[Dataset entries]

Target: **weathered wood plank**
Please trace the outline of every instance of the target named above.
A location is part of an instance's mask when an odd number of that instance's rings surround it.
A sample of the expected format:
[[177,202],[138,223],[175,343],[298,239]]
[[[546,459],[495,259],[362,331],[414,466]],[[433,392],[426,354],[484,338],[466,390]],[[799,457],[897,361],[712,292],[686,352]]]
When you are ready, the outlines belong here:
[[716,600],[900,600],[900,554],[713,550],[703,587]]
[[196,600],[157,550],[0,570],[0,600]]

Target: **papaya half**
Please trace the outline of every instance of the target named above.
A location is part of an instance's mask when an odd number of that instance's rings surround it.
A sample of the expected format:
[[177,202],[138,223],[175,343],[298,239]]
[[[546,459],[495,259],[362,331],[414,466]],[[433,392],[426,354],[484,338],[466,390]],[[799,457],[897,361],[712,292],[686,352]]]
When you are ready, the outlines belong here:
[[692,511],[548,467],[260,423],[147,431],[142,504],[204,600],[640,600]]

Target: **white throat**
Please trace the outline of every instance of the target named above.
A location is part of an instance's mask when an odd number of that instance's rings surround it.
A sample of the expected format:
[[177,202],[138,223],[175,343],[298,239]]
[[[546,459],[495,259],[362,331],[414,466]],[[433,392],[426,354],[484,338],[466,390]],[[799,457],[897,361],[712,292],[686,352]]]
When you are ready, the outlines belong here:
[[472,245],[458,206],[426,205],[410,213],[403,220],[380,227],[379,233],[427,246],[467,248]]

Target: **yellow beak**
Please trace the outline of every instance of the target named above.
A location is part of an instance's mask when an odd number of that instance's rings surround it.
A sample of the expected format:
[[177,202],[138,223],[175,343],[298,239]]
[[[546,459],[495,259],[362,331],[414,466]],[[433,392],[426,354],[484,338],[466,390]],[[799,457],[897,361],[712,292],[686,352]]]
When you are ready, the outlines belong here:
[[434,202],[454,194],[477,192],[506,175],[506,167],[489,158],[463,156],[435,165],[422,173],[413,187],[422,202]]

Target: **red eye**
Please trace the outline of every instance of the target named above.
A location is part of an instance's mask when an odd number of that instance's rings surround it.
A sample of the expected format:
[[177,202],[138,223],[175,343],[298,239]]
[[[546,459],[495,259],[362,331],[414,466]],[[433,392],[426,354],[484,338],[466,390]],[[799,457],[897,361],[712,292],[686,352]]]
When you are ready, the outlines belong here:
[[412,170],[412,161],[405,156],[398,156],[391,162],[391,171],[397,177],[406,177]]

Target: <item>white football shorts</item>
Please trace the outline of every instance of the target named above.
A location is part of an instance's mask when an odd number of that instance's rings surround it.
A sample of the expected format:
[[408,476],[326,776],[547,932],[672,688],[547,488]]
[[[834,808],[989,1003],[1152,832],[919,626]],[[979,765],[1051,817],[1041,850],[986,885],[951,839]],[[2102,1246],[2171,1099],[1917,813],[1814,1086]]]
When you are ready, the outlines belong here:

◆ **What the task requires**: The answer should hold only the lines from the start of the records above through the line containing "Target: **white throat**", each set down exactly.

◆ **Expected answer**:
Target: **weathered wood plank**
Please trace the outline of every instance of the target named above.
A location is part of an instance's mask when an odd number of that instance's rings surround it.
A sample of the expected format:
[[177,202],[138,223],[175,343],[298,239]]
[[[546,459],[495,259],[362,331],[414,466]],[[433,392],[426,354],[484,338],[466,390]],[[799,457],[897,361],[712,292],[686,352]]]
When you are ready, the outlines belong here:
[[716,600],[900,600],[900,554],[713,550],[703,587]]
[[196,600],[157,550],[0,570],[0,600]]

Target: **papaya half**
Please trace the outline of every instance of the target named above.
A location is part of an instance's mask when an odd number of that instance's rings surround it.
A sample of the expected format:
[[177,202],[138,223],[175,343],[298,239]]
[[[546,459],[495,259],[362,331],[414,466]],[[433,392],[426,354],[484,338],[466,390]],[[799,457],[897,361],[712,292],[686,352]]]
When you are ready, the outlines belong here:
[[692,511],[548,467],[260,423],[147,431],[142,504],[204,600],[640,600]]

Target: **white throat**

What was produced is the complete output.